━━ Task material ━━
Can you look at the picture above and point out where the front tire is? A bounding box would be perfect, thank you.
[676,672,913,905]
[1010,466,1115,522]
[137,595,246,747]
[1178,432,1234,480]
━━━
— What the task asks —
Please write the records above as a JSON list of strings, with one string for each line and no blank lines.

— Expected answer —
[
  "Can you look at the picture above and point out where the front tire is? A bounding box would be perfect, thank you.",
  "[676,672,913,905]",
  "[1010,466,1115,522]",
  "[137,595,246,747]",
  "[1178,432,1234,480]"
]